-- YOUR OBJECTIVE --
Print the entries verbatim, leaving out the images they contain.
%%
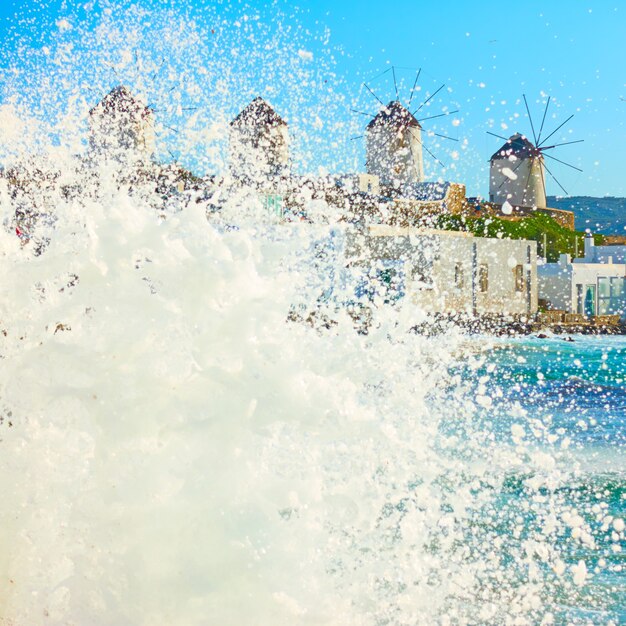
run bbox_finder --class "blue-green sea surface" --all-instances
[443,336,626,624]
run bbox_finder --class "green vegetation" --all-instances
[436,213,603,262]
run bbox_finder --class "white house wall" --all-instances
[537,263,573,312]
[369,226,538,315]
[489,157,546,209]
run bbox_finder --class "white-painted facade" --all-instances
[229,98,289,185]
[489,133,546,209]
[574,234,626,263]
[348,225,538,315]
[365,101,424,188]
[89,86,155,161]
[537,246,626,318]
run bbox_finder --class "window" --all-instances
[514,265,526,293]
[576,285,584,315]
[478,263,489,293]
[454,263,464,289]
[598,276,626,315]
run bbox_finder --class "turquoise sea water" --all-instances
[464,336,626,624]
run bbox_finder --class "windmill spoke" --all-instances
[485,131,511,143]
[409,129,445,167]
[370,67,391,82]
[363,83,385,106]
[524,159,541,198]
[409,135,419,178]
[427,130,458,141]
[537,114,574,148]
[350,109,376,118]
[541,139,585,152]
[537,96,550,141]
[543,154,582,172]
[522,93,537,145]
[152,57,165,80]
[412,83,446,115]
[543,163,569,196]
[391,65,400,102]
[498,159,524,189]
[407,67,422,109]
[417,109,459,123]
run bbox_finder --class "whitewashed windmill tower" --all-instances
[229,98,289,185]
[89,85,155,161]
[489,95,583,209]
[365,100,424,188]
[489,133,546,209]
[352,66,458,190]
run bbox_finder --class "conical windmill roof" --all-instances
[489,133,541,161]
[89,85,152,115]
[230,98,287,126]
[367,100,421,129]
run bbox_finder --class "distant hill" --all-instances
[547,196,626,235]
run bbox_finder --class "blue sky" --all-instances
[0,0,626,196]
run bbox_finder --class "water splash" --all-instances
[0,4,622,625]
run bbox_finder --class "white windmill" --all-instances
[229,98,289,184]
[89,85,155,161]
[487,95,584,209]
[352,66,458,190]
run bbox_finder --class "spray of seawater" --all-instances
[0,5,620,626]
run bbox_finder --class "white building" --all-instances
[537,235,626,318]
[349,225,538,316]
[229,98,289,186]
[365,101,424,188]
[489,133,546,209]
[89,85,155,161]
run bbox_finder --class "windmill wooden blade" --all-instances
[537,96,550,141]
[417,109,459,123]
[412,83,446,115]
[409,129,445,167]
[363,83,385,106]
[407,67,422,109]
[541,139,585,152]
[409,141,419,178]
[543,163,569,196]
[391,65,400,102]
[524,159,541,197]
[543,154,582,172]
[428,131,458,141]
[350,109,376,118]
[537,115,574,148]
[498,159,524,189]
[522,93,537,145]
[485,130,511,143]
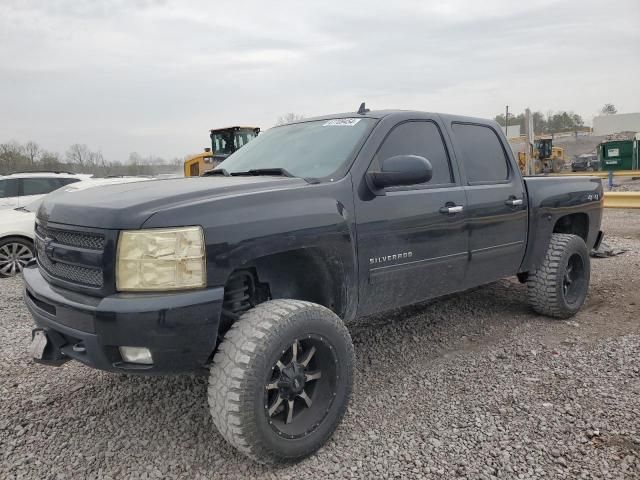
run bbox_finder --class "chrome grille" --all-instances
[36,224,104,250]
[35,224,105,288]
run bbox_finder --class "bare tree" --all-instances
[24,141,42,165]
[276,112,304,125]
[40,150,62,171]
[600,103,618,115]
[66,143,91,169]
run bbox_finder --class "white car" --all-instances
[0,172,91,210]
[0,177,149,278]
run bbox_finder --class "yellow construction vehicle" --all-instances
[518,135,566,175]
[184,127,260,177]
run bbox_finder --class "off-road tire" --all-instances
[527,233,591,318]
[208,300,354,463]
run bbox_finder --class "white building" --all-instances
[593,113,640,136]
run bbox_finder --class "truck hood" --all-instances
[37,176,306,229]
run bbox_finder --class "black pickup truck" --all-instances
[24,108,602,462]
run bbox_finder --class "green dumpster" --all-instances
[598,140,635,172]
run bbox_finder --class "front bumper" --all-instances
[23,267,224,374]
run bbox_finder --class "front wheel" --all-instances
[0,237,33,278]
[208,300,354,463]
[527,233,591,318]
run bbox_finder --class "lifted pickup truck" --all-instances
[24,108,602,462]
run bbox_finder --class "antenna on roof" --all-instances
[358,102,370,115]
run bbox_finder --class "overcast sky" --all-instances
[0,0,640,160]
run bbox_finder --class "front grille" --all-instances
[35,224,105,288]
[36,224,104,250]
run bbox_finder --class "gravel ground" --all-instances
[0,211,640,479]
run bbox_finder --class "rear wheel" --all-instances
[209,300,354,463]
[0,238,33,277]
[527,233,591,318]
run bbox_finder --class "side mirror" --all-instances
[367,155,433,189]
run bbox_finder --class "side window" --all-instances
[370,121,453,185]
[0,178,18,198]
[21,178,60,197]
[452,123,509,183]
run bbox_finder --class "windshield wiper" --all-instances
[202,168,231,177]
[231,168,295,178]
[202,168,320,184]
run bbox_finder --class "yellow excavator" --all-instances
[184,127,260,177]
[518,135,566,175]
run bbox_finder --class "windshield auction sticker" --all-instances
[322,118,362,127]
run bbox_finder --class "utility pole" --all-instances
[504,105,509,140]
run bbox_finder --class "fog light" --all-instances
[120,347,153,365]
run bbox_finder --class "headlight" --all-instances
[116,227,206,292]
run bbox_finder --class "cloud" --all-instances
[0,0,640,160]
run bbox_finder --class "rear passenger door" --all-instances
[356,120,467,315]
[450,121,528,288]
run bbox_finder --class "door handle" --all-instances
[440,205,464,214]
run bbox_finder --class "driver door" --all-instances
[356,120,468,315]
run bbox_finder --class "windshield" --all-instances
[216,118,375,178]
[211,130,257,155]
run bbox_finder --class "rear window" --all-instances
[452,123,509,183]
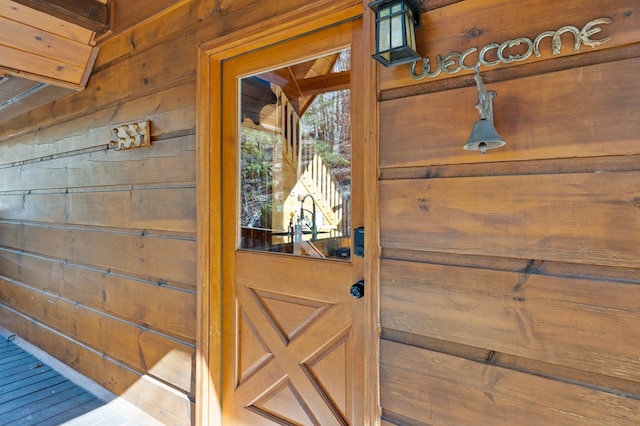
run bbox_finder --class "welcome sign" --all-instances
[409,18,611,80]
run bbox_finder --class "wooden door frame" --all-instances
[195,0,380,425]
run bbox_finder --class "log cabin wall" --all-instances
[0,0,357,424]
[379,0,640,425]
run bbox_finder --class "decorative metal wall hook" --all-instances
[464,65,506,155]
[109,120,151,151]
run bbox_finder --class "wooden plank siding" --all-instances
[378,0,640,425]
[0,0,355,424]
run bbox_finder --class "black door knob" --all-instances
[349,280,364,299]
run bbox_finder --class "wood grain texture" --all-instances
[380,341,640,425]
[0,304,191,425]
[0,249,195,344]
[0,278,195,391]
[380,0,640,90]
[380,172,640,268]
[380,260,640,382]
[380,58,640,168]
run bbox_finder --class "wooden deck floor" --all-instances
[0,333,158,426]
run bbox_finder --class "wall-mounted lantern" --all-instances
[369,0,422,67]
[464,66,506,155]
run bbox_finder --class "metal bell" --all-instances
[464,120,507,155]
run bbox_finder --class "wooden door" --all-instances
[221,22,366,425]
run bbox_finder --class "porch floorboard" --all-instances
[0,327,160,426]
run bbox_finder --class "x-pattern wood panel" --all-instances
[236,285,352,425]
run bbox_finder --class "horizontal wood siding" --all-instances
[0,0,364,424]
[378,0,640,425]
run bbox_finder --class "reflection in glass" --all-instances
[239,49,351,260]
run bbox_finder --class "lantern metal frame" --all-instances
[368,0,422,67]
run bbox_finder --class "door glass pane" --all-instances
[238,49,351,260]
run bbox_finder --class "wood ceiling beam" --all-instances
[298,71,351,96]
[13,0,111,35]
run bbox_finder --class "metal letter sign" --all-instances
[409,18,611,80]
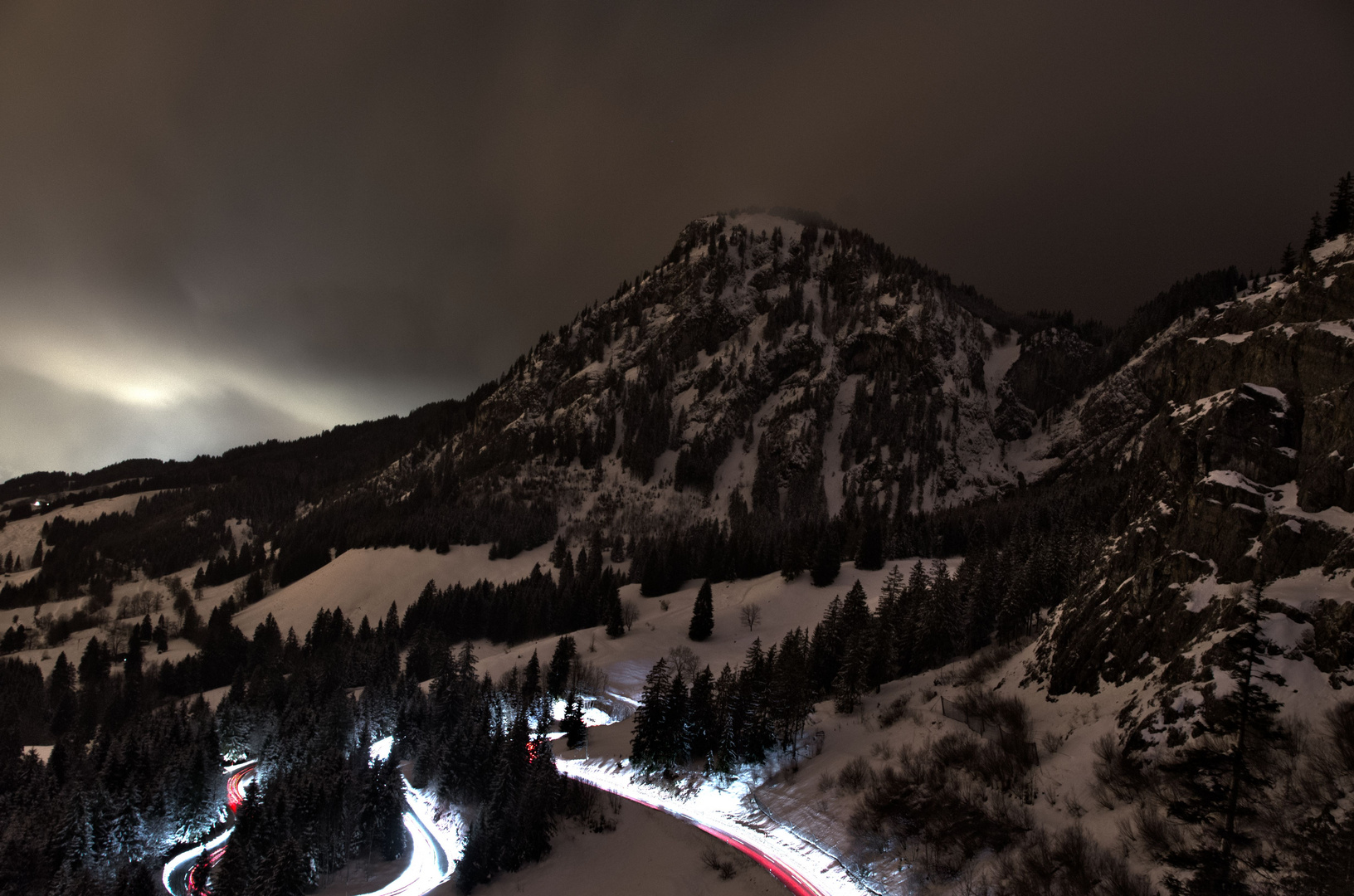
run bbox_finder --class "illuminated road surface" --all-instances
[160,752,462,896]
[557,759,866,896]
[160,759,256,896]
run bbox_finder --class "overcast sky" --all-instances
[0,0,1354,480]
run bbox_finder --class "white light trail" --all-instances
[160,828,231,894]
[555,759,870,896]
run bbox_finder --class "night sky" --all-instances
[0,0,1354,480]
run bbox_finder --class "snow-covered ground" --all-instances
[236,544,553,637]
%%
-- COMPLETE RESPONSE --
run bbox_finder --class "blue-green sea surface" --all-instances
[443,336,626,624]
run bbox_finder --class "green vegetation" --all-instances
[436,213,603,262]
run bbox_finder --class "white house wall" --all-instances
[537,263,573,312]
[369,226,538,315]
[489,157,546,209]
run bbox_finder --class "white-painted facade" --all-instances
[229,98,289,185]
[489,133,546,209]
[574,234,626,263]
[348,225,538,315]
[365,101,424,188]
[89,86,155,161]
[537,246,626,318]
run bbox_finder --class "window" --all-instances
[514,265,526,293]
[576,285,584,315]
[478,263,489,293]
[454,263,464,289]
[598,276,626,315]
run bbox_finder --class "turquoise sea water" --all-instances
[464,336,626,624]
run bbox_finder --class "windmill spoke" --all-instances
[485,131,511,143]
[409,129,445,167]
[370,67,391,82]
[363,83,385,106]
[524,159,541,198]
[409,135,419,178]
[427,130,458,141]
[537,114,574,148]
[350,109,376,118]
[541,139,585,152]
[537,96,550,141]
[543,154,582,172]
[522,93,537,145]
[152,57,165,80]
[412,83,446,115]
[543,163,569,196]
[391,65,400,102]
[498,159,524,189]
[407,67,422,109]
[417,109,459,123]
run bbox_finder --class "whitewashed windmill tower" --all-instances
[229,98,289,185]
[89,85,155,161]
[489,95,583,209]
[365,100,424,188]
[489,133,546,209]
[352,66,458,190]
run bbox_finder --class "conical windmill roof" --all-instances
[489,133,541,161]
[89,85,152,115]
[230,98,287,126]
[367,100,421,129]
run bbox_finder --class "distant hill" --all-instances
[547,196,626,235]
run bbox_finder --class "blue sky" --all-instances
[0,0,626,196]
run bbox_finder --class "water splash" --all-instances
[0,4,622,625]
run bbox_finder --class "white windmill" --all-instances
[229,98,289,184]
[89,85,155,161]
[487,95,584,209]
[352,66,458,190]
run bbox_finder --class "spray of seawater" --all-instances
[0,5,620,626]
run bbox_finder --class "white building" --all-instances
[537,235,626,318]
[349,225,538,316]
[229,98,289,186]
[365,101,424,188]
[489,133,546,209]
[89,85,155,161]
run bbox_finder --class "windmill wooden blade" --all-instances
[537,96,550,141]
[417,109,459,123]
[412,83,446,115]
[409,129,445,167]
[363,83,385,106]
[407,67,422,109]
[541,139,585,152]
[409,141,419,178]
[543,163,569,196]
[391,65,400,102]
[524,159,541,197]
[543,154,582,172]
[428,131,458,141]
[350,109,376,118]
[537,115,574,148]
[498,159,524,189]
[522,93,537,145]
[485,130,511,143]
run bbox_finder --class "chrome grille" --all-instances
[36,224,104,250]
[35,224,105,288]
run bbox_finder --class "bare tree" --all-instances
[24,141,42,165]
[276,112,304,125]
[40,150,62,171]
[600,103,618,115]
[66,143,91,169]
run bbox_finder --class "white car" --all-instances
[0,172,91,210]
[0,177,149,278]
run bbox_finder --class "yellow construction vehicle" --all-instances
[518,135,566,175]
[184,127,260,177]
run bbox_finder --class "off-road tire" --all-instances
[527,233,591,318]
[208,300,354,463]
run bbox_finder --class "white building" --all-instances
[593,113,640,136]
run bbox_finder --class "truck hood" --all-instances
[37,176,306,229]
run bbox_finder --class "black pickup truck" --all-instances
[24,108,602,462]
run bbox_finder --class "green dumpster" --all-instances
[598,140,635,172]
run bbox_finder --class "front bumper" --all-instances
[23,267,224,374]
run bbox_finder --class "front wheel" --all-instances
[0,237,33,278]
[208,300,354,463]
[527,233,591,318]
run bbox_finder --class "lifted pickup truck" --all-instances
[24,108,602,462]
run bbox_finder --class "antenna on roof" --all-instances
[358,102,370,115]
run bbox_finder --class "overcast sky" --all-instances
[0,0,640,160]
run bbox_finder --class "front grille" --all-instances
[35,224,105,288]
[36,224,104,250]
run bbox_finder --class "gravel ground" --all-instances
[0,211,640,479]
run bbox_finder --class "rear wheel" --all-instances
[209,300,354,463]
[0,238,33,277]
[527,233,591,318]
run bbox_finder --class "side mirror" --all-instances
[367,155,433,189]
run bbox_finder --class "side window" --all-instances
[370,121,453,185]
[0,178,18,198]
[21,178,60,197]
[452,123,509,183]
run bbox_finder --class "windshield wiper" --all-instances
[202,168,231,177]
[231,168,295,178]
[202,168,320,184]
run bbox_finder --class "yellow excavator" --all-instances
[184,127,260,177]
[518,135,566,175]
run bbox_finder --class "windshield auction sticker" --all-instances
[322,118,362,127]
run bbox_finder --class "utility pole" --all-instances
[504,105,509,140]
run bbox_finder --class "fog light" --all-instances
[120,347,153,365]
run bbox_finder --class "headlight" --all-instances
[116,227,206,292]
run bbox_finder --class "cloud" --all-instances
[0,0,640,160]
run bbox_finder --class "rear passenger door" --all-instances
[356,120,467,315]
[450,121,528,288]
run bbox_finder --class "door handle" --all-instances
[440,205,464,214]
run bbox_finder --class "driver door" --all-instances
[356,120,468,315]
run bbox_finder --class "windshield" --all-instances
[216,118,375,178]
[211,130,257,155]
run bbox_finder --class "rear window" --all-instances
[452,123,509,183]
run bbox_finder --class "welcome sign" --all-instances
[409,18,611,80]
run bbox_finder --class "wooden door frame" --all-instances
[195,0,380,425]
run bbox_finder --class "log cabin wall" --all-instances
[0,0,357,424]
[379,0,640,425]
run bbox_finder --class "decorative metal wall hook" --all-instances
[464,65,506,155]
[109,120,151,151]
run bbox_finder --class "wooden plank siding" --all-instances
[378,0,640,425]
[0,0,355,424]
run bbox_finder --class "black door knob" --all-instances
[349,280,364,299]
run bbox_finder --class "wood grain texture" --all-instances
[380,341,640,425]
[0,304,191,425]
[0,249,195,344]
[0,278,195,391]
[380,0,640,90]
[380,172,640,268]
[380,260,640,382]
[380,58,640,168]
run bbox_finder --class "wooden deck floor" --all-instances
[0,333,158,426]
run bbox_finder --class "wall-mounted lantern" --all-instances
[369,0,422,67]
[464,66,506,155]
run bbox_finder --class "metal bell" --all-instances
[464,120,507,155]
run bbox_finder --class "wooden door" --all-instances
[221,22,366,425]
run bbox_finder --class "porch floorboard" --all-instances
[0,327,160,426]
run bbox_finder --class "x-pattern wood panel" --all-instances
[236,285,352,425]
run bbox_finder --class "horizontal wood siding" --all-instances
[0,0,364,424]
[378,0,640,425]
run bbox_finder --class "reflection in glass" --all-instances
[239,49,351,260]
run bbox_finder --class "lantern metal frame" --all-instances
[368,0,422,67]
run bbox_finder --class "door glass pane" --all-instances
[238,49,351,260]
run bbox_finder --class "wood ceiling beam" --all-instances
[298,71,351,96]
[13,0,111,35]
run bbox_finder --class "metal letter sign" --all-instances
[409,18,611,80]
run bbox_finder --class "illuminated road surface" --all-instances
[160,752,462,896]
[557,759,866,896]
[160,759,256,896]
run bbox_finder --class "overcast sky" --all-instances
[0,0,1354,480]
run bbox_finder --class "white light trail" --all-instances
[160,828,231,894]
[555,759,870,896]
run bbox_finder --class "night sky" --all-instances
[0,0,1354,480]
run bbox_finder --class "snow-covered ground" --all-instances
[236,544,553,637]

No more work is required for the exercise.